==== PAGE EXTRACT

Hi Ed,

I've designed a web-based bingo game (www.paulspages.co.uk/avalaff - it's
just for fun, see below), and recently added some basic odds calculations.
I'm not a mathematician, and found most of the odds-formula explanations on
the Web completely incomprehensible. Yours (the "gambling" page with the Urn
formula and bingo odds example) was the only one that made sense, so thank
you very much!

Now for the predictable bit - I've got a problem (hopefully an interesting
one), and I wonder if you can help me.

I use the Urn formula to predict which draw each game will end on. To do
this I divide the odds for each successive draw into the number of cards in
play for that game. The result nearest to 1 (e.g. 1515/1 with 1500 cards in
play) is my prediction. It's crude, but surprisingly effective - over 100
games its average error is around 1.5 draws. However I'm aware that the
calculations aren't correct for some games, and I wonder if you could help
me, or point me in the right direction.

My game began life as a lampoon of a UK satellite TV gaming channel called
Avago (I wanted to draw attention to the wallet-emptying nature of these
things, but now I've become interested in the game theory). Avago's game
uses a 5 X 5 gamecard grid, with 75 possible numbers. The free square at the
centre is optional. Each column on a card can only contain values from a
15-number range, so the first column has numbers between 1 and 15, the
second between 16 and 30, and so on.

========

▸ OBJECTIVE 1:
In the bingo letter, how many possible numbers does Avago's game use?

==== EXTRACTED MATERIAL

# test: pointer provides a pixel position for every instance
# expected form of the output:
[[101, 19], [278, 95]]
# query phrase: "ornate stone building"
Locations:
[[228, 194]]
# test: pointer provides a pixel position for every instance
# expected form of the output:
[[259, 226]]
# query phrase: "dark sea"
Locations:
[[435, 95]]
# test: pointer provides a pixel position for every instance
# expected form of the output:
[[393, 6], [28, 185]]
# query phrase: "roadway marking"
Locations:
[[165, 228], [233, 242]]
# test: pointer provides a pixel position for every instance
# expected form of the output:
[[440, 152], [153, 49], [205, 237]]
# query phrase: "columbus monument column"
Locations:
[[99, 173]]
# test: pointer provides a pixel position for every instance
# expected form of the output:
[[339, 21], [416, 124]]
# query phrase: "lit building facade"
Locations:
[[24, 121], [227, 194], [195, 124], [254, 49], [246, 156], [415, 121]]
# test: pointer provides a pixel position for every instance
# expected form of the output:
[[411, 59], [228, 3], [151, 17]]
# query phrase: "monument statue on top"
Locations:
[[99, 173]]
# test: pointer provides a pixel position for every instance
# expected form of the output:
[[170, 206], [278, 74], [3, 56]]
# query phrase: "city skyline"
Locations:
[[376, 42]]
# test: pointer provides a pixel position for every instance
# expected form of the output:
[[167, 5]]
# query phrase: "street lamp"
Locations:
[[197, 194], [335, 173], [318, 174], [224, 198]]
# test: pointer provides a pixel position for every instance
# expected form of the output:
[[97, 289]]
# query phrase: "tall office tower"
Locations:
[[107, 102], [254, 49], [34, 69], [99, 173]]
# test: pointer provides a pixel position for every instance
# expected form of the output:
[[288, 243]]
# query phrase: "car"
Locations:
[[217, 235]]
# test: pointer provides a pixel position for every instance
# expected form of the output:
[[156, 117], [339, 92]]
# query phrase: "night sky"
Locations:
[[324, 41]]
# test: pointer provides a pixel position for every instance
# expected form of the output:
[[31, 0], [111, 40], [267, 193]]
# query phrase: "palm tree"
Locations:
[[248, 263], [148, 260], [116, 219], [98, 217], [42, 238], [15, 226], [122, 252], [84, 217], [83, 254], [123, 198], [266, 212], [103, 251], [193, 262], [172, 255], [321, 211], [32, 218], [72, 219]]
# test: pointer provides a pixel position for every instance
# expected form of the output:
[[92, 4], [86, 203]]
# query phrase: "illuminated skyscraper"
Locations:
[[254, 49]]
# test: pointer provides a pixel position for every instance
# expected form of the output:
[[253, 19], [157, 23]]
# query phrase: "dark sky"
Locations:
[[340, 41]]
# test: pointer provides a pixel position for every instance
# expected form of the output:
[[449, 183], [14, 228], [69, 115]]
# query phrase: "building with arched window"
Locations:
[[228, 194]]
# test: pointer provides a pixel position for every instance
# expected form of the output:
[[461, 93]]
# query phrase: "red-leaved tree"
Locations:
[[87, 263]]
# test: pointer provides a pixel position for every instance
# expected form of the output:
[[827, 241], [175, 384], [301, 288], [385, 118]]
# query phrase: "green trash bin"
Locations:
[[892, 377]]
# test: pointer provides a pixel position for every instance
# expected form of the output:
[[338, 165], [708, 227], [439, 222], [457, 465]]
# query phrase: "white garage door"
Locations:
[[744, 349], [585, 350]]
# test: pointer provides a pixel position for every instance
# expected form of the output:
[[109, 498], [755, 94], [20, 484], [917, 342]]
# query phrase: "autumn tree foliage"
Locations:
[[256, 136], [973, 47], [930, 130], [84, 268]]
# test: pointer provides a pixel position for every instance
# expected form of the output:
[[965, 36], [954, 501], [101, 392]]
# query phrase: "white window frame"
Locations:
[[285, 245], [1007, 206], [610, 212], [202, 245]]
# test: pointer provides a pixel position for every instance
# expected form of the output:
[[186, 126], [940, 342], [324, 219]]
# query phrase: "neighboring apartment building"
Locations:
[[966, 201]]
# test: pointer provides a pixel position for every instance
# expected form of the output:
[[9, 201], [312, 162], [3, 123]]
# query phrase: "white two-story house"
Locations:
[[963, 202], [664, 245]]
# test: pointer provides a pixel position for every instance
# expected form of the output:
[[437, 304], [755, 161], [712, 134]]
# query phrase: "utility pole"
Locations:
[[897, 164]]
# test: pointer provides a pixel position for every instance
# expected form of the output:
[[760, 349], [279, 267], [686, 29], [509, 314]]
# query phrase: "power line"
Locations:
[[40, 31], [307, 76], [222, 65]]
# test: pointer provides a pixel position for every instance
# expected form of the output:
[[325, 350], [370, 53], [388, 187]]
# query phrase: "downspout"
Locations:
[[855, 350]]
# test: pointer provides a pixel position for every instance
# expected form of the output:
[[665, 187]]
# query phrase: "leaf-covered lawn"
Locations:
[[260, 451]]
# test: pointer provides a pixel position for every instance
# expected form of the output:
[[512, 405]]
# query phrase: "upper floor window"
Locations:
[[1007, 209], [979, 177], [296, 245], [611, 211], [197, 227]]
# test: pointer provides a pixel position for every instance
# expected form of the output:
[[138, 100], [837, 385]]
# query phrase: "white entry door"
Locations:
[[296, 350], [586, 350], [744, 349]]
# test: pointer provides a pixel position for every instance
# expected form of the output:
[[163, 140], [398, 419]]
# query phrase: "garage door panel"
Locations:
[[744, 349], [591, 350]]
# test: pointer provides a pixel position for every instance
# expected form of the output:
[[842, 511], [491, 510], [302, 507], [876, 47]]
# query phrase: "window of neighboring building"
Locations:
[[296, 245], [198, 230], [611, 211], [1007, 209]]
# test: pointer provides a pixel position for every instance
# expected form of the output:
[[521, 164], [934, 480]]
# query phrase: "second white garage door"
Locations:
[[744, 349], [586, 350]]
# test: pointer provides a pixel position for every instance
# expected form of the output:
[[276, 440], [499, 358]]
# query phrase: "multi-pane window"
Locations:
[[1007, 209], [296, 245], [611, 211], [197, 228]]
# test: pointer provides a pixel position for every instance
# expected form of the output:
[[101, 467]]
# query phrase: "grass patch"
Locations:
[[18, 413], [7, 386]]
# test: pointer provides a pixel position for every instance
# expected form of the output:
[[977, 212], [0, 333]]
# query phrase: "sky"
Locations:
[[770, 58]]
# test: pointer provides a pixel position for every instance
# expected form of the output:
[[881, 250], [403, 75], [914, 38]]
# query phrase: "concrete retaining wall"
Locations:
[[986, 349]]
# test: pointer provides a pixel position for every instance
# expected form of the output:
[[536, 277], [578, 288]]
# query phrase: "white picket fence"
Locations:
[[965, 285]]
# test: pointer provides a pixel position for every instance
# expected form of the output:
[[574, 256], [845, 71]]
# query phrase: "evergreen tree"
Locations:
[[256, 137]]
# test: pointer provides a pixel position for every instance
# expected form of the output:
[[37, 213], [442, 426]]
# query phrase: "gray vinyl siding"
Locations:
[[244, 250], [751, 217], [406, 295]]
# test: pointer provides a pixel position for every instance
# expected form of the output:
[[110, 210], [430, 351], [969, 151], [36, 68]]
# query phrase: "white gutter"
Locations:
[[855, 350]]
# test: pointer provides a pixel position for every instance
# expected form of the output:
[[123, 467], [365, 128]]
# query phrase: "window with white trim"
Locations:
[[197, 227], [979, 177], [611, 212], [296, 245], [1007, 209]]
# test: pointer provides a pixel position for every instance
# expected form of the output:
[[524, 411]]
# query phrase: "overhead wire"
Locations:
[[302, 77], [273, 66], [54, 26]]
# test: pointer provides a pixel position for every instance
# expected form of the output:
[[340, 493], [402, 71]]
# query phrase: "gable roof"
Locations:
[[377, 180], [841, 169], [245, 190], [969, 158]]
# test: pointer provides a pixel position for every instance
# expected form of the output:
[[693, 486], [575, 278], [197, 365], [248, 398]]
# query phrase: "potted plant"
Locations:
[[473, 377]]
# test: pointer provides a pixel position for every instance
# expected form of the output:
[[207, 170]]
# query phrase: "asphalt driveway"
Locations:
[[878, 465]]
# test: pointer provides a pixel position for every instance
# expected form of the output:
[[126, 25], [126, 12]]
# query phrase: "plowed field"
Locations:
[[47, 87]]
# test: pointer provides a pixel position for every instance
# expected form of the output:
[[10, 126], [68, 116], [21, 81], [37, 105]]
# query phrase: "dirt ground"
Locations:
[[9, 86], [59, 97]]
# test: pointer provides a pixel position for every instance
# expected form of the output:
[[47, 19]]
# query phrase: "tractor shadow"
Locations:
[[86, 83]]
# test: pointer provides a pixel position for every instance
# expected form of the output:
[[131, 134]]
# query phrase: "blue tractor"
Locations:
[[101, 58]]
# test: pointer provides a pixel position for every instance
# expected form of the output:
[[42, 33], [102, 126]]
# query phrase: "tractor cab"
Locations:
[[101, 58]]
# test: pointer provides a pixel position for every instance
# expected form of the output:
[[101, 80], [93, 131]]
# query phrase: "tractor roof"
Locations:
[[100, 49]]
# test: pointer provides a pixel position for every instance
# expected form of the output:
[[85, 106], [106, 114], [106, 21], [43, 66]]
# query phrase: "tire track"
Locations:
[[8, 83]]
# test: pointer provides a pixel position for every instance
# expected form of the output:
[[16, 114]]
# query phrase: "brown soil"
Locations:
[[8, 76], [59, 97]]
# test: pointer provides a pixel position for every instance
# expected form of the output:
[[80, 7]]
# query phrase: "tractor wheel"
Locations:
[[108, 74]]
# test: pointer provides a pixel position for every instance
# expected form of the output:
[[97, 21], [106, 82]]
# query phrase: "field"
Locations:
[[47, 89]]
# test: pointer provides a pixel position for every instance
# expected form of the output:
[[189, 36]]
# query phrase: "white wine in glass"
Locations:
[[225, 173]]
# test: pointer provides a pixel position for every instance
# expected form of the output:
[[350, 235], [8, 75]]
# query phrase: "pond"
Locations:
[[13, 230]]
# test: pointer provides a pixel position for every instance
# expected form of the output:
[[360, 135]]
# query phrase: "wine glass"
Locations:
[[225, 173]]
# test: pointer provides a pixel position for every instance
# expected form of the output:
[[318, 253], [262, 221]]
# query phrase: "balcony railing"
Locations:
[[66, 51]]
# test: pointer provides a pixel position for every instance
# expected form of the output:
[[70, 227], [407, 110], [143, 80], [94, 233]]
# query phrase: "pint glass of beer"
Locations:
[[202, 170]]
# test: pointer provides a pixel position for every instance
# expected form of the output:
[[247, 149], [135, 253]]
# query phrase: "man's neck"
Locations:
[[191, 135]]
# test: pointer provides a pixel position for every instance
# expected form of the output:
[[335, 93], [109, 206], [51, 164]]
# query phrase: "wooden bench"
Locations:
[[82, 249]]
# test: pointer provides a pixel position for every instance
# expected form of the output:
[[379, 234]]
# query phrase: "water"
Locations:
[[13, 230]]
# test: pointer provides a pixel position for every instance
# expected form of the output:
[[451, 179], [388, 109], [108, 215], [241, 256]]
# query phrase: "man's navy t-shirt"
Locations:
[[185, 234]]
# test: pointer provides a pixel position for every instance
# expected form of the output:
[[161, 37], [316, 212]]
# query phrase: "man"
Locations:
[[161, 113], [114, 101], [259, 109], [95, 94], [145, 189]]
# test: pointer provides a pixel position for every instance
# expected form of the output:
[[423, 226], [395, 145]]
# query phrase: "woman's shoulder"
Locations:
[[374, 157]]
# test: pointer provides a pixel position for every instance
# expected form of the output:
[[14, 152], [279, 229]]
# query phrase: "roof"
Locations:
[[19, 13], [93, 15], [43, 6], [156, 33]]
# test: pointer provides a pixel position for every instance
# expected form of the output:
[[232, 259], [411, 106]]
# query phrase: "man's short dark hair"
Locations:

========

▸ OBJECTIVE 2:
Scale the stretch of the listing from its start through the line containing "156], [415, 121]]". Reproduce every line, requests included, but multiply each coordinate in the location answers by 1.75 and round to whole numbers, with halves going up, while leaving the format samples unchanged.

▸ FINISHED ANSWER 1:
Avago's game uses 75 possible numbers.

▸ FINISHED ANSWER 2:
# test: pointer provides a pixel position for every instance
# expected form of the output:
[[101, 19], [278, 95]]
# query phrase: "ornate stone building"
Locations:
[[399, 340]]
# test: pointer provides a pixel position for every instance
# expected form of the output:
[[259, 226]]
# query phrase: "dark sea"
Locations:
[[761, 166]]
# test: pointer provides a pixel position for every instance
# expected form of the output:
[[393, 6], [28, 185]]
# query phrase: "roadway marking"
Locations:
[[289, 399], [408, 424]]
# test: pointer provides a pixel position for every instance
# expected form of the output:
[[440, 152], [153, 49], [205, 237]]
# query phrase: "columbus monument column"
Locations:
[[173, 303]]
# test: pointer provides a pixel position for every instance
# expected form of the output:
[[339, 21], [416, 124]]
# query phrase: "lit building facade"
Locations:
[[42, 212], [397, 340], [341, 217], [445, 86], [431, 273], [726, 212]]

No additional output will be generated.